Excerpts from a dataset:
# # # #
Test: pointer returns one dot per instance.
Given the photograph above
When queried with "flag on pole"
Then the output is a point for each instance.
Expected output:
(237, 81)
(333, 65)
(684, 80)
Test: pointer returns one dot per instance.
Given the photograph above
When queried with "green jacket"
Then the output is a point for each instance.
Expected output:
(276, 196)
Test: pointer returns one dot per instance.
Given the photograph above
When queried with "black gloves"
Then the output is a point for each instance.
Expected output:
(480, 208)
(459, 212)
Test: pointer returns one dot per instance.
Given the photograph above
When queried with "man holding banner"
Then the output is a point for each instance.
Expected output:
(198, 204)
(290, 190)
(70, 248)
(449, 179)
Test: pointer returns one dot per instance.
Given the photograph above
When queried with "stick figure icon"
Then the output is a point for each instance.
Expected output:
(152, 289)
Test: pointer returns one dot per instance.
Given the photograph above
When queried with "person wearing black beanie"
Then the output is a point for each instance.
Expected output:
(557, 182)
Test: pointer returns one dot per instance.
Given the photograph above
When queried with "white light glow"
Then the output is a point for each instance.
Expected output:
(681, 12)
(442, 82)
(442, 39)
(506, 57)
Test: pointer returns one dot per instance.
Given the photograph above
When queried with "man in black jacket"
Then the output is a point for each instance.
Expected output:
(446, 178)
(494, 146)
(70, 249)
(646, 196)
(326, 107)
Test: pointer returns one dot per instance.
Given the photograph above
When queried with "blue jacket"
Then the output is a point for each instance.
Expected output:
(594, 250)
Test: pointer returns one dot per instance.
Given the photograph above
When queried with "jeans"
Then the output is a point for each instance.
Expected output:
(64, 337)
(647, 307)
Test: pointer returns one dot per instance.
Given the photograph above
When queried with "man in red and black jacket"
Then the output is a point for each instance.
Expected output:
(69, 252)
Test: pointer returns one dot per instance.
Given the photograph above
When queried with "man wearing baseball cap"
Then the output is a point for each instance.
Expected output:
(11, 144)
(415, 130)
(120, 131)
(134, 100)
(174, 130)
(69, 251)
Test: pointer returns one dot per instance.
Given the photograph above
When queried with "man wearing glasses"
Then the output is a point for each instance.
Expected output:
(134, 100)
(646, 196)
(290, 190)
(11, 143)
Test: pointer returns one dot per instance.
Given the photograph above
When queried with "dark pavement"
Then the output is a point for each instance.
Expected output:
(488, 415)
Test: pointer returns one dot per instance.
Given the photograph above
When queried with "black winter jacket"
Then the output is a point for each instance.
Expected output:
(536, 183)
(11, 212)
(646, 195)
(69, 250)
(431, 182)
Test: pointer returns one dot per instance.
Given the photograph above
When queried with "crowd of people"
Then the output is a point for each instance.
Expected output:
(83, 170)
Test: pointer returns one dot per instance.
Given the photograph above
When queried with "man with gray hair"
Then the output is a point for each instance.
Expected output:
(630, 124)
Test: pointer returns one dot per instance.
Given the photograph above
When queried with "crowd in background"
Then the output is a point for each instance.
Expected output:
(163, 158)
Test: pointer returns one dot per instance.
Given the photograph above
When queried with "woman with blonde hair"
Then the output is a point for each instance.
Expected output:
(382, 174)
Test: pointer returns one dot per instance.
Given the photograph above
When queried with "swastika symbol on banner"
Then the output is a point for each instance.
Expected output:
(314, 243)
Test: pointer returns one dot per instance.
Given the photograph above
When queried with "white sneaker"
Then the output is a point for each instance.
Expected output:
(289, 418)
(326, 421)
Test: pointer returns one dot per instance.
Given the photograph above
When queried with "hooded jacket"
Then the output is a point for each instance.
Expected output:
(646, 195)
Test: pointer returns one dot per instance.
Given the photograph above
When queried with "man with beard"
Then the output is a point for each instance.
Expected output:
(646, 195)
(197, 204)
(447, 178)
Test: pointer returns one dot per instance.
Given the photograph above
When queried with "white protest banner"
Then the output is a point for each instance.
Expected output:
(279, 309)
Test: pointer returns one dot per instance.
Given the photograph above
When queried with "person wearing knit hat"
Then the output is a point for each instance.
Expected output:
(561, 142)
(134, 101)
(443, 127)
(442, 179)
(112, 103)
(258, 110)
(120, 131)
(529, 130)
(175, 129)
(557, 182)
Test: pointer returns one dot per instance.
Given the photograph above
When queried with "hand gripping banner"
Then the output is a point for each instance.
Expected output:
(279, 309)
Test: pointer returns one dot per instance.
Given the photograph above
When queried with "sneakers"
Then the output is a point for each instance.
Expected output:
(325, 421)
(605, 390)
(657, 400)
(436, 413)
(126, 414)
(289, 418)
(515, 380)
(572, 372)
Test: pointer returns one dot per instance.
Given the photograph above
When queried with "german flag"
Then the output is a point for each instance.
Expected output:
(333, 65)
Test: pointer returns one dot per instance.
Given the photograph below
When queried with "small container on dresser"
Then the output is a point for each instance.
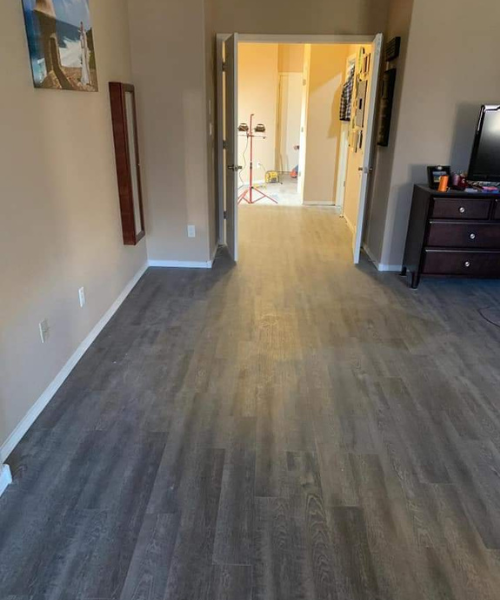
# # # #
▶ **EXERCISE**: Copy out every line of the data where the word "banner" occurs.

▶ **EXERCISE RESPONSE**:
When queried with "man holding banner"
When queried with "swastika symbol on banner"
When queried with "white protest banner"
When queried with "hand gripping banner"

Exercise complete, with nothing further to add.